__To do__:
Repeat nothing but the lines below running from the one containing "Query: rear window" to the one containing "Query: shoulder". Keep both end lines.

__Working data__:
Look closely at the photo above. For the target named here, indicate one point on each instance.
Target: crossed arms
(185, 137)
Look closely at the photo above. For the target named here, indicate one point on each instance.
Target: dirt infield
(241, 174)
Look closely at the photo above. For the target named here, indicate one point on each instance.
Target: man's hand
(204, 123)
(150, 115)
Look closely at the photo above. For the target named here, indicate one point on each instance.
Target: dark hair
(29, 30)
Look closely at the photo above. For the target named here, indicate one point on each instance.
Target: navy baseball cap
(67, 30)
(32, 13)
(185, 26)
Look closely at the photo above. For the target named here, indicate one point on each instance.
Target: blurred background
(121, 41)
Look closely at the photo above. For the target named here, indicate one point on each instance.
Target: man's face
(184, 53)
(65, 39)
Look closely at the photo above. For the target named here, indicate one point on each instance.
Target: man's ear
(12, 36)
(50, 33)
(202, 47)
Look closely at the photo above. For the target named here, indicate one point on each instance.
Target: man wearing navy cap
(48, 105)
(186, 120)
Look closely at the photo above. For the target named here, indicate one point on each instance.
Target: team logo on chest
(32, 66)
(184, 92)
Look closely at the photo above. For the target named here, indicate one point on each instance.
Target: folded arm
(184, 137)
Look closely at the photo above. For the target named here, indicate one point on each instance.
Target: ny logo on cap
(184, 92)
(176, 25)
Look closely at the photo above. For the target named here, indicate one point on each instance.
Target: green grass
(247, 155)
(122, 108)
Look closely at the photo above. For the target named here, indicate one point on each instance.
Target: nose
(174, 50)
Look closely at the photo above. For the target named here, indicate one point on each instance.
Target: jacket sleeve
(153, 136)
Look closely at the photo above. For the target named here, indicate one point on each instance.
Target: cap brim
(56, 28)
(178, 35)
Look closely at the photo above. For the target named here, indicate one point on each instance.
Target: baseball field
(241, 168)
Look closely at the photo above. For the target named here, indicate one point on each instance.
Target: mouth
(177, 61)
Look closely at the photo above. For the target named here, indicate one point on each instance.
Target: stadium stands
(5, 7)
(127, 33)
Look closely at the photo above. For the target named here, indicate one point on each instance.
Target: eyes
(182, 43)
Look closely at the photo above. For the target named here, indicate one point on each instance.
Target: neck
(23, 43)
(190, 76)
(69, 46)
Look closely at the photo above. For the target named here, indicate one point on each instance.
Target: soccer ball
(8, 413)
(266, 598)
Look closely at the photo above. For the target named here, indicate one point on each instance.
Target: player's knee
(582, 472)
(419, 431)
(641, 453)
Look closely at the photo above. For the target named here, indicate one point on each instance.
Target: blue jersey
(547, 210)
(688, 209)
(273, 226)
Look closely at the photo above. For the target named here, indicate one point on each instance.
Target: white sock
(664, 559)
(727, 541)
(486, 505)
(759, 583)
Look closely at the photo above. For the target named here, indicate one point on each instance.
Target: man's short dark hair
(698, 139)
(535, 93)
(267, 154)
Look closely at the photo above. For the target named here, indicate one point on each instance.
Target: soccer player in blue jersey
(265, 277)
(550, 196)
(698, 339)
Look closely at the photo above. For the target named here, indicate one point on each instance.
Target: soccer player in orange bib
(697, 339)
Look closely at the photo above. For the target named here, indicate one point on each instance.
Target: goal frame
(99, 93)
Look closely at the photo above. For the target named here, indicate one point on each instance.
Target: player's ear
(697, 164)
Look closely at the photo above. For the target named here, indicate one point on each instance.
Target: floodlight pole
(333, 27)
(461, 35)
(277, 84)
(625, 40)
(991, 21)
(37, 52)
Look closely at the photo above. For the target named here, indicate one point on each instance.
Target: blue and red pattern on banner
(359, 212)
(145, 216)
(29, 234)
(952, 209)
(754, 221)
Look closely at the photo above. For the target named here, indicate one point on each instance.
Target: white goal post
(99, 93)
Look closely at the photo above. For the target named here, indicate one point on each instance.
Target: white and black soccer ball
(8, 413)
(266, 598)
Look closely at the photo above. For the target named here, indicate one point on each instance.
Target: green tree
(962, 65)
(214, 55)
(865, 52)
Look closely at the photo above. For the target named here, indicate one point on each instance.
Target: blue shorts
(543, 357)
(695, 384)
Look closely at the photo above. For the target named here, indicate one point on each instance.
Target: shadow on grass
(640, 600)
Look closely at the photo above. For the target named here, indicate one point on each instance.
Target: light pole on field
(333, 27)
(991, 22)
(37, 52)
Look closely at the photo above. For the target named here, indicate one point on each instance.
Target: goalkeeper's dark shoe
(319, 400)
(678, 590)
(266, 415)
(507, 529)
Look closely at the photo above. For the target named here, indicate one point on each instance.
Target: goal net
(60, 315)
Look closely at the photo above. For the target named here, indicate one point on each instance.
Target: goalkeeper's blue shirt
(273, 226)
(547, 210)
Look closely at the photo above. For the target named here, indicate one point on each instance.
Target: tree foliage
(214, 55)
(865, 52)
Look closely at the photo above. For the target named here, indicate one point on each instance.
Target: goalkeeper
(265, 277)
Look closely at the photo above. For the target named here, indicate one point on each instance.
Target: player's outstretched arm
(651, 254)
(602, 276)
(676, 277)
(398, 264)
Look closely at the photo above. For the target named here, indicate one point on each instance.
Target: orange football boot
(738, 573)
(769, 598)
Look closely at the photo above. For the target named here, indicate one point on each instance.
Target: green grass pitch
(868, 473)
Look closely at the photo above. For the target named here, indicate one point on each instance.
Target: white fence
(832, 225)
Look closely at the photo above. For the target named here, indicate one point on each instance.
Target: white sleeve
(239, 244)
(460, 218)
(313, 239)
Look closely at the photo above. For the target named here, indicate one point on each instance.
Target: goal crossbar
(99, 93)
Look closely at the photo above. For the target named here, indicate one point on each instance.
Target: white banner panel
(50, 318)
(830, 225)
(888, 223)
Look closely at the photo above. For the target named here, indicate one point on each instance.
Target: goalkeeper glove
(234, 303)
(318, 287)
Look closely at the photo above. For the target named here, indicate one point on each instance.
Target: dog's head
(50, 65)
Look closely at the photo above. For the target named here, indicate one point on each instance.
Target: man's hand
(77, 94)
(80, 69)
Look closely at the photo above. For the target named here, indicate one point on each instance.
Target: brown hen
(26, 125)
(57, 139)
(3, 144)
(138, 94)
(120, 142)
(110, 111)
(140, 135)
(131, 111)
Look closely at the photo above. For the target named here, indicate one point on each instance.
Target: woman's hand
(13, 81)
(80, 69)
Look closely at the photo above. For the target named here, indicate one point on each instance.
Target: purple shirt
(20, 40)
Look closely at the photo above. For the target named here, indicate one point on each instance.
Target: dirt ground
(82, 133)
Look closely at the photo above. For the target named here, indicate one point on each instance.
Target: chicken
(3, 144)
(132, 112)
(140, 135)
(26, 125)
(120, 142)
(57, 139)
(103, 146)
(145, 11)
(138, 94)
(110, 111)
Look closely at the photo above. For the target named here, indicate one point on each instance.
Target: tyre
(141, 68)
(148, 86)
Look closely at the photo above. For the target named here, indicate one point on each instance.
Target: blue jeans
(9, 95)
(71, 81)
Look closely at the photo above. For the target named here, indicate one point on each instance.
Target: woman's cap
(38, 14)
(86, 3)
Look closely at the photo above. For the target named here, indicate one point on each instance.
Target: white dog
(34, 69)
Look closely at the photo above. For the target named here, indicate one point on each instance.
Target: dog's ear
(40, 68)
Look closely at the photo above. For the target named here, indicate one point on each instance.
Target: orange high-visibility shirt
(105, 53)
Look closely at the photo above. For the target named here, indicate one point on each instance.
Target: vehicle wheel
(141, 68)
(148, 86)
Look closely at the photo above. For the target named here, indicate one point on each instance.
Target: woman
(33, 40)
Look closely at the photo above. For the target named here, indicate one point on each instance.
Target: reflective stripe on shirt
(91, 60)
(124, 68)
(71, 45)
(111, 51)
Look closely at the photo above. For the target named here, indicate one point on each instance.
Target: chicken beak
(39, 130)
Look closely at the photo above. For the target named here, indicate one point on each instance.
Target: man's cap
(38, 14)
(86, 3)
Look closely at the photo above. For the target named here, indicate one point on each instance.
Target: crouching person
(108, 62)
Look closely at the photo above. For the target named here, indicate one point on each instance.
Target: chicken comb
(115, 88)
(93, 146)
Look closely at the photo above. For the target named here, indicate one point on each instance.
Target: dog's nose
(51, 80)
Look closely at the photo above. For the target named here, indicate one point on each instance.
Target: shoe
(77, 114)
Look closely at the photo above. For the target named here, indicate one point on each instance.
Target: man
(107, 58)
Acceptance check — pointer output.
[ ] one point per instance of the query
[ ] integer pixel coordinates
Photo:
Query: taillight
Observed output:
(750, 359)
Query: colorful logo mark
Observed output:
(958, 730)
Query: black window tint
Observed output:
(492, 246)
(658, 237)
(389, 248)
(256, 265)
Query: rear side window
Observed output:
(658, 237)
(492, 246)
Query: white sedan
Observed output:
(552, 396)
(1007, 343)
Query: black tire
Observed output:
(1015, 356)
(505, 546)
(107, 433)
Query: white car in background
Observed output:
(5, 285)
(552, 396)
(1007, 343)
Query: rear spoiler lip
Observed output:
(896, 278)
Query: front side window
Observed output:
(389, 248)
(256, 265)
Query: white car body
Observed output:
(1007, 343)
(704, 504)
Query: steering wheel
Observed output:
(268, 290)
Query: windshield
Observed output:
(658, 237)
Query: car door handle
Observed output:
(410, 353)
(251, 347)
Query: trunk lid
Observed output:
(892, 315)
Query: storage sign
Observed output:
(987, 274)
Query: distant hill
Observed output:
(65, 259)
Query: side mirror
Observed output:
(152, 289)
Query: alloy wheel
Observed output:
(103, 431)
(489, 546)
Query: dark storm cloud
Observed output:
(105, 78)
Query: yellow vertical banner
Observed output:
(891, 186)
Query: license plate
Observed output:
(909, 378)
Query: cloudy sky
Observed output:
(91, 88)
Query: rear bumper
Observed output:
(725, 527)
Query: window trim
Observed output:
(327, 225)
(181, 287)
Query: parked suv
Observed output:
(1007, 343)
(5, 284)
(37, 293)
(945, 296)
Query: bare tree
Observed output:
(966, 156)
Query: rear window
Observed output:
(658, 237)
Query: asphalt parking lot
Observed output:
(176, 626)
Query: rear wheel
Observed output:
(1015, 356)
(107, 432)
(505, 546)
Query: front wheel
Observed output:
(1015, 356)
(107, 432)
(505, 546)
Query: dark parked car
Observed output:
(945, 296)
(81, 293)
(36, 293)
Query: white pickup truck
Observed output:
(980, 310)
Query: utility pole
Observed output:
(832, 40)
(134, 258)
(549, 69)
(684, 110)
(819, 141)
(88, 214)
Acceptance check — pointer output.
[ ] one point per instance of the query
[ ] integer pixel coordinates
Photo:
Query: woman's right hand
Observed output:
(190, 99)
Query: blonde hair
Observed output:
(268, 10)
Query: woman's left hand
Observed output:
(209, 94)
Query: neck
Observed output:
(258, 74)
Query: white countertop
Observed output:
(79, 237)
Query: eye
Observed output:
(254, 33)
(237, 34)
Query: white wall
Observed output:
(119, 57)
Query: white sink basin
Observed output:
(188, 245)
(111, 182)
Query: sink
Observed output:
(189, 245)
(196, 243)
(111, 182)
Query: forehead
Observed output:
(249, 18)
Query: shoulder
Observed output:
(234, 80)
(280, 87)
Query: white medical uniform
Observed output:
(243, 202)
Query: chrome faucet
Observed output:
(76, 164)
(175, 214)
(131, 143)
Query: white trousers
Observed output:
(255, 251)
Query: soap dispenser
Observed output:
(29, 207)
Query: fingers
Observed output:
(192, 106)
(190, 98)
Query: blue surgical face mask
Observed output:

__Solved problem__:
Query: rear window
Observed output:
(658, 237)
Query: asphalt parking lot
Observed output:
(176, 626)
Query: rear wheel
Observed output:
(1015, 356)
(107, 432)
(505, 546)
Query: front wheel
Observed output:
(1015, 356)
(107, 432)
(505, 546)
Query: dark parked car
Observed output:
(945, 296)
(81, 293)
(36, 293)
Query: white pickup truck
Observed output:
(980, 310)
Query: utility pole
Observed output:
(832, 40)
(134, 258)
(549, 69)
(684, 110)
(819, 141)
(88, 214)
Acceptance check — pointer output.
[ ] one point per instance of the query
[ ] integer pixel coordinates
Photo:
Query: woman's right hand
Observed output:
(190, 99)
Query: blonde hair
Observed output:
(268, 10)
Query: woman's left hand
Observed output:
(209, 94)
Query: neck
Observed output:
(258, 74)
Query: white countertop
Observed output:
(79, 237)
Query: eye
Observed output:
(254, 33)
(237, 34)
Query: white wall
Observed output:
(119, 57)
Query: white sink basin
Observed output:
(188, 245)
(111, 182)
Query: sink
Observed output:
(189, 245)
(196, 243)
(111, 182)
Query: forehead
Observed output:
(249, 18)
Query: shoulder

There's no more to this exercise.